## 読解文
####
徒然グチ

病診連携と診診連携

「先生、ここはまるで病院の診察場みたいやね。レントゲン科に行ったら、待たんで写真撮ってくれましたわ」。先日 那賀病院で胸部CTを撮影してきた患者さんにこう言われたとき、「そうやで。那賀病院のレントゲン室は、するたクリニックのCT室やで。」と冗談交じりに返事をしました。
一般的には風邪などの軽い病気や高血圧・糖尿病などの慢性疾患の方は診療所(開業医)で診察を受けられていると思いますが、開業医が特別な検査等が必要だと判断したときには先進医療機器を備えている病院に紹介されます。CTやMRIなどの機器は高価なものです。そして医療機器は値段に比例してその性能が決まります。ところが高価なCTと廉価なCTで行った検査費用(患者さまが支払う医療費)は同じです。対費用を考えると私たち開業医ではこのような先進医療機器を備えることを控えてしまいます(設置してもできるだけリーズナブルな機種にしようとする)。また、那賀病院でCTやMRIを撮影した場合、専門の放射線科の先生が画像を読影してその先生なりの診断を下してくれます。当然開業医も読影するわけですから二重チェックとなるわけです。前述した画像と複数の医師による読影とで診断の信頼性が高くなります。
####
## 課題の指示
a: 病診連携の文章によれば、高価なCTと廉価なCTで行った検査費用(患者が支払う医療費)はどうなっているか。
b: 病診連携の文章のうち、「一般的には風邪などの軽い病気」から「診断の信頼性が高くなります。」までを一字も変えずに書き出すこと。
c: 病診連携の文章を、最後の文の後から書き継ぐこと。
####
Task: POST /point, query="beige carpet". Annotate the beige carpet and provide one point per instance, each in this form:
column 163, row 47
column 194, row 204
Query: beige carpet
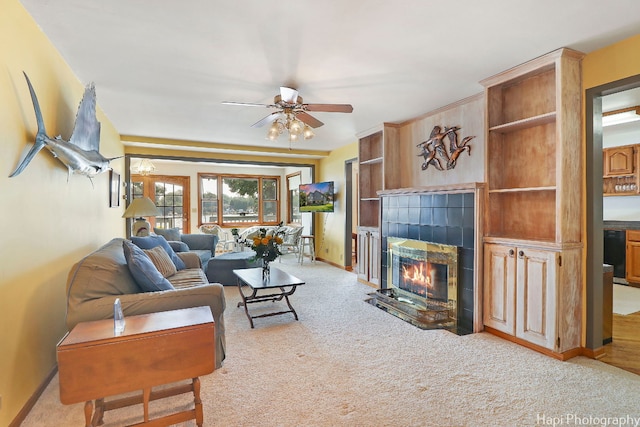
column 626, row 299
column 347, row 363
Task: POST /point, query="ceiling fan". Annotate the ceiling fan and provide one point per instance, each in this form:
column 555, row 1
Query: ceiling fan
column 292, row 111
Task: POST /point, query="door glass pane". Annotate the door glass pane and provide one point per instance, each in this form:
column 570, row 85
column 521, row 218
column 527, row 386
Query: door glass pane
column 169, row 202
column 293, row 183
column 240, row 200
column 209, row 196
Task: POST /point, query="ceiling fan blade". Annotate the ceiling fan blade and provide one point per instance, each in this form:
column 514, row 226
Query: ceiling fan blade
column 288, row 95
column 270, row 118
column 330, row 108
column 309, row 119
column 247, row 104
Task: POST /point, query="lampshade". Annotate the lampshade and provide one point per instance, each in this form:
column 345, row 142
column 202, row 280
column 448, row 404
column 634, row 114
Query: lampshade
column 138, row 209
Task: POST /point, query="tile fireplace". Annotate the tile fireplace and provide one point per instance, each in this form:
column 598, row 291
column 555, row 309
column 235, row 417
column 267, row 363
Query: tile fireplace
column 429, row 249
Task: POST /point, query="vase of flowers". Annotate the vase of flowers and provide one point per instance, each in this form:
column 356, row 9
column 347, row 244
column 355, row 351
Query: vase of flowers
column 267, row 248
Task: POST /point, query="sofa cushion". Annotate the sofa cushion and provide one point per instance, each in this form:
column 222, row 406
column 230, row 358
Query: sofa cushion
column 160, row 258
column 102, row 273
column 168, row 233
column 142, row 269
column 149, row 242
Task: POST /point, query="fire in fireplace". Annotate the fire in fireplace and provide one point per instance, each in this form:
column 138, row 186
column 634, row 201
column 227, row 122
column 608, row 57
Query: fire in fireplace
column 421, row 283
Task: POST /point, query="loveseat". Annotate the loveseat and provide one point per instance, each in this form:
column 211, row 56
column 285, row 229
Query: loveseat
column 99, row 278
column 202, row 244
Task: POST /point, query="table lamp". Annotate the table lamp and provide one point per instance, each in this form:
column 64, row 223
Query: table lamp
column 138, row 209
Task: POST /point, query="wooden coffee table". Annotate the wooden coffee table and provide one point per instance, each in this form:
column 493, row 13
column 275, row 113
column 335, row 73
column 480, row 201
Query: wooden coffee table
column 280, row 285
column 154, row 349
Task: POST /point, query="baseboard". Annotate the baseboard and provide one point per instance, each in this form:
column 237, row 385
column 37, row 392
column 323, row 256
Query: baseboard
column 566, row 355
column 594, row 353
column 28, row 406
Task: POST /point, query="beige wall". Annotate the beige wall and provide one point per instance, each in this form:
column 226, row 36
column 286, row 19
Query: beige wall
column 331, row 227
column 467, row 114
column 49, row 221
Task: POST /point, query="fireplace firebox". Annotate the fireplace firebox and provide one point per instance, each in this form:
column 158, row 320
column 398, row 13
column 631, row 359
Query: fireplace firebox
column 422, row 281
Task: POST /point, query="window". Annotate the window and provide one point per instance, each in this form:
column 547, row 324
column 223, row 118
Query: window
column 245, row 200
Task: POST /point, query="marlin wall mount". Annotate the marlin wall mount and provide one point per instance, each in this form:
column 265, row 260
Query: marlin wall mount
column 80, row 154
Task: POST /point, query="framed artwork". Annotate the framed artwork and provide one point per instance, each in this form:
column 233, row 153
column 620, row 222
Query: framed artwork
column 114, row 189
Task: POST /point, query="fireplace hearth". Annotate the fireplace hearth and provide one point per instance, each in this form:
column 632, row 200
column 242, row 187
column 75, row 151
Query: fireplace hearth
column 421, row 284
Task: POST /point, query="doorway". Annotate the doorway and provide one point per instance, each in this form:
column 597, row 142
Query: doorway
column 594, row 203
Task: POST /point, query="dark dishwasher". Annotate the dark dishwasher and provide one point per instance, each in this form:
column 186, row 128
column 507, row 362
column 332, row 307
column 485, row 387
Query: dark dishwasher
####
## 番号別の解答
a: 同じである。

b:
一般的には風邪などの軽い病気や高血圧・糖尿病などの慢性疾患の方は診療所(開業医)で診察を受けられていると思いますが、開業医が特別な検査等が必要だと判断したときには先進医療機器を備えている病院に紹介されます。CTやMRIなどの機器は高価なものです。そして医療機器は値段に比例してその性能が決まります。ところが高価なCTと廉価なCTで行った検査費用(患者さまが支払う医療費)は同じです。対費用を考えると私たち開業医ではこのような先進医療機器を備えることを控えてしまいます(設置してもできるだけリーズナブルな機種にしようとする)。また、那賀病院でCTやMRIを撮影した場合、専門の放射線科の先生が画像を読影してその先生なりの診断を下してくれます。当然開業医も読影するわけですから二重チェックとなるわけです。前述した画像と複数の医師による読影とで診断の信頼性が高くなります。

c:
当院では那賀病院の地域医療室を通じFaxで検査予約を取り、予約患者さんはほとんど待ち時間がなく病院でCTやMRIの検査が受けられます。
「診診連携」という言葉も耳にすることがあるかと思います。医師夫々は自分の得意な分野(私の場合は循環器病)があります。現在のように医療が多様化・専門化してしまいますと自分の得意分野以外のケースに戸惑いを感じることも多々あります。そんな時 開業医同士が連携を取り合うのが診診連携です。私の場合は消化器疾患や脳神経疾患などでその分野の専門の先生にお世話になることが多いのです。紹介をさせてもらったりするわけですが、ある日患者さんに「先生、ライバルの診療所に紹介して患者をとられたらどうすんの?」と忠告されました。このときもこう答えて2人で笑いました。「○○クリニックは競合クリニックでなく、うちの内視鏡室やで。」と。
今後も病診連携や診診連携をうまく利用しながら、患者さまに合った医療を提供させていただきたいと考えています。